● **ФРАГМЕНТ ТЕКСТА**:
################

Д.А. Пригов. Монады. Собрание сочинений в 5 томах. Т. 1
Опубликовано в журнале Знамя, номер 2, 2014
Д.А. Пригов. Монады. Собрание сочинений в 5-ти томах. Т. 1. — М.: Новое литературное обозрение, 2013.
«Новое литературное обозрение» взялось издать «неполное собрание сочинений» Дмитрия Александровича Пригова, как заявлено — в пяти томах. «Монады» — первый том, и весьма внушительный: фрагменты росписи Сикстинской капеллы на обложке, серьезная вступительная статья на сорок страниц и, помимо стихотворений, эссе и пьеса, которую автор называет не совсем пьеса, и роман «Катя Китайская».
Книга имеет подзаголовок — «Как-бы-искренность» — что, в общем-то, и характеризует содержание. Пригов объяснил такой выбор понятия в Предуведомлении к текстам «Новая искренность» — и объяснил, видимо, очень неплохо, потому что если задаться целью разобраться что к чему, и что эта искренность собой представляет, то окажется, что приговское предуведомление цитируется в каждой второй статье на эту тему. Так что, Дмитрию Александровичу как очень уважаемому автору можно в таких вопросах доверять.
О понятии монады и о том, что имел в виду Пригов, когда называл так свои тексты, и почему такое название заслужил целый том, рассказывает Марк Липовецкий во вступительной статье, которая так и называется — «Практическая «монадология» Пригова». Здесь не обошлось без имен Славоя Жижека, Жиля Делеза, ну и Лейбница, конечно, хотя не уверена, что такое внимание к категории монады что-то решает в понимании поэзии Пригова. Статья — о превращении литературы в перфоманс, о мотивах и приемах концептуального творчества, для разъяснения которого привлекаются французские антропологи и постструктуралисты, отчего даже простые суждения становятся сложными и облекаются в какую-то уж слишком изощренную форму, что явно никак не способствует подготовке к подобной поэзии, да и не очень-то эта подготовка нужна. Думаю, что скорее надо воспринимать эти стихотворения моментально — по первой ассоциации, по первому ощущению, которые наверняка будут верны, в отличие от тех, которые возникнут после уже имеющихся суждений и ожиданий. В предуведомлении к своим «Монадам» Пригов сам дал подсказку: «Не следует воспринимать все впрямую, как сказано. Надо воспринимать, как не сказано. Да это понятно и любому непросвещенному». То, что не сказано, — это и есть реакция, продолжение, которое родится в голове у того, кто читает и воспринимает приговскую поэзию. Оно будет неслучайным и наверняка безошибочным, ему как раз и следует довериться.

################

● **ИСХОДНЫЕ ЗАПИСИ**:

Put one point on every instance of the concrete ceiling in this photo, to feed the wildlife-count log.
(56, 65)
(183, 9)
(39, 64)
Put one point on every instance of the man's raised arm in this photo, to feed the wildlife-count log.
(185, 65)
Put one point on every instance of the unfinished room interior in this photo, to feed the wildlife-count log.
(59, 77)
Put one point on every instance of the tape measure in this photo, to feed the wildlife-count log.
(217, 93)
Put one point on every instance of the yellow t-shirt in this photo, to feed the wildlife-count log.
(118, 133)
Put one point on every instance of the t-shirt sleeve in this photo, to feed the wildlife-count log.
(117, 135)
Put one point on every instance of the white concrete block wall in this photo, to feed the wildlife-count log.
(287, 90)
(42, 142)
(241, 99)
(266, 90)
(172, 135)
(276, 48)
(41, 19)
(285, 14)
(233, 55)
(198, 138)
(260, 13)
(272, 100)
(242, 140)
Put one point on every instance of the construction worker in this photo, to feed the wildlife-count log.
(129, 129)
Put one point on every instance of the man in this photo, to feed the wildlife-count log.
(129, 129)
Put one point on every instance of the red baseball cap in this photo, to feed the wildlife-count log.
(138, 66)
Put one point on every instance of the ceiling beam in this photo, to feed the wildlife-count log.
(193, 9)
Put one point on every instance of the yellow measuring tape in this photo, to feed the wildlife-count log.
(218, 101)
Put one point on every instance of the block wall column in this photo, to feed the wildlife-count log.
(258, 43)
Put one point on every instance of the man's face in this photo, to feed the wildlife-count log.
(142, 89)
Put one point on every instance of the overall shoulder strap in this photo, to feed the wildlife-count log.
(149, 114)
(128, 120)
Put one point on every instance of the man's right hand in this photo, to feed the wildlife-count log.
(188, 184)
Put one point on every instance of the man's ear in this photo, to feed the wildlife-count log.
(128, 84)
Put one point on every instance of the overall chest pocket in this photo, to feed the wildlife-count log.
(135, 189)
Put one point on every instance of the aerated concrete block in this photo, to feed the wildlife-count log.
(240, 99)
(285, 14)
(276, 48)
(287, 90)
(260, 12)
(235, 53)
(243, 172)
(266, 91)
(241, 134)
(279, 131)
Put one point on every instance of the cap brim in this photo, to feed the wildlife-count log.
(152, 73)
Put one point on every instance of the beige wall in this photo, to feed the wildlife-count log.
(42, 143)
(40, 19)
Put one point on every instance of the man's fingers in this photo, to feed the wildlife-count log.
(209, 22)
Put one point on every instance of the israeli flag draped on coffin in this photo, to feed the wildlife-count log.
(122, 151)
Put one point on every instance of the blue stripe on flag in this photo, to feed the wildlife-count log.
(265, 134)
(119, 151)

################

● **ЗАДАНИЯ**:
1: Какой подзаголовок имеет книга, по словам рецензии на «Монады»?
2: Верните все строки записей, содержащие слово «yellow», с учетом регистра.
Записи никак не связаны с рецензией на книгу «Монады».

● **РЕШЕНИЯ**:
1: «Как-бы-искренность».

2:
Put one point on every instance of the yellow t-shirt in this photo, to feed the wildlife-count log.
Put one point on every instance of the yellow measuring tape in this photo, to feed the wildlife-count log.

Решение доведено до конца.